**PASSAGE SHOWN**
Oscilloscope Kit Repair – Part 1

Back in the mid 70’s when I’d not long started playing with electronics I stumbled across the advert from the British National Radio & Electronics School. It promised to teach you electronics and as part of the course work you would build a working oscilloscope. My brother had one and he’d used it many time to show me what was happening in my circuits and why things weren’t always working as I expected, I wanted my own really badly. It turned out he also had done the same course some years previously, so I set about pestering my father to pay for the course. He gave in eventually and after a few months and a fair amount of head scratching I had a working 2 valve (vacuum tube) oscilloscope. Ok, so it wasn’t a particularly good scope. Single channel, not calibrated (and impossible to calibrate), no trigger capability, could only measure AC signals and I would be amazed if it’s time-base was more than 1MHz; probably considerably less, but it was mine, it worked and opened up my world into what was really going on in circuits.

That scope served me very well till I started working some 10 years later and could afford to buy a higher quality one. I still have it… and it still works.

And that would be the end of my story, except….

A couple of years ago my brother passed away and I was charged with emptying his workshop. Like me, he had amassed a lot of stuff over some 50 years and whilst boxing everything up I came across this little gem.

From the outside it looks basically the same as the original one in the advert above, but inside it’s very different. It took some research but I eventually found out that the company updated the design to be completely solid-state; with the exception of the CRT of course.

Basically they had used the same chassis as the original but stripped out all the valves and replaced them with… well… we will come on to that.

I rather liked the original valve version, but the new version is, in my humble opinion, horrible. Being solid state is an improvement and from what I can gather the performance would be similar to the original, but the way it is assembled internally is terrible.

Now I suspect my brother bought this; probably from Ebay, for the nostalgia and as a bit of a fun restoration project and I’m also assuming he never got around to repairing it because after an initial safety inspection I plugged it in and it didnt work.

**ASSIGNED TASK A**
In the oscilloscope repair text, which school's advert led the writer to the course?
**ASSIGNED TASK B**
Reproduce the records below with "positive clicks" replaced by "foreground clicks" everywhere, leaving everything else unchanged.
The records below are unrelated to the oscilloscope repair text above.

**INFORMATION GIVEN**

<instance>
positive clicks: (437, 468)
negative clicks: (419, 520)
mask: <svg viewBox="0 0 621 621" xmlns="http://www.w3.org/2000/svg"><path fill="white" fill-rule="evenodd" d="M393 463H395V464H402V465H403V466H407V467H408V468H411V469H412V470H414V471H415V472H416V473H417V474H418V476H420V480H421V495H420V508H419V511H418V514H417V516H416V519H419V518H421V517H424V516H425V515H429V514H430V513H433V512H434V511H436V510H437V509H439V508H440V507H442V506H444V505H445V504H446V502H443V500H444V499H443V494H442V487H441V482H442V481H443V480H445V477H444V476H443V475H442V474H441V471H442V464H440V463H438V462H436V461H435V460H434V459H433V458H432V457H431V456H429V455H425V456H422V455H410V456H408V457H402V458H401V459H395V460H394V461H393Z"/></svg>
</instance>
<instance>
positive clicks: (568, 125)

**EXERCISE RESULT A**
The British National Radio & Electronics School.

**EXERCISE RESULT B**
<instance>
foreground clicks: (437, 468)
negative clicks: (419, 520)
mask: <svg viewBox="0 0 621 621" xmlns="http://www.w3.org/2000/svg"><path fill="white" fill-rule="evenodd" d="M393 463H395V464H402V465H403V466H407V467H408V468H411V469H412V470H414V471H415V472H416V473H417V474H418V476H420V480H421V495H420V508H419V511H418V514H417V516H416V519H419V518H421V517H424V516H425V515H429V514H430V513H433V512H434V511H436V510H437V509H439V508H440V507H442V506H444V505H445V504H446V502H443V500H444V499H443V494H442V487H441V482H442V481H443V480H445V477H444V476H443V475H442V474H441V471H442V464H440V463H438V462H436V461H435V460H434V459H433V458H432V457H431V456H429V455H425V456H422V455H410V456H408V457H402V458H401V459H395V460H394V461H393Z"/></svg>
</instance>
<instance>
foreground clicks: (568, 125)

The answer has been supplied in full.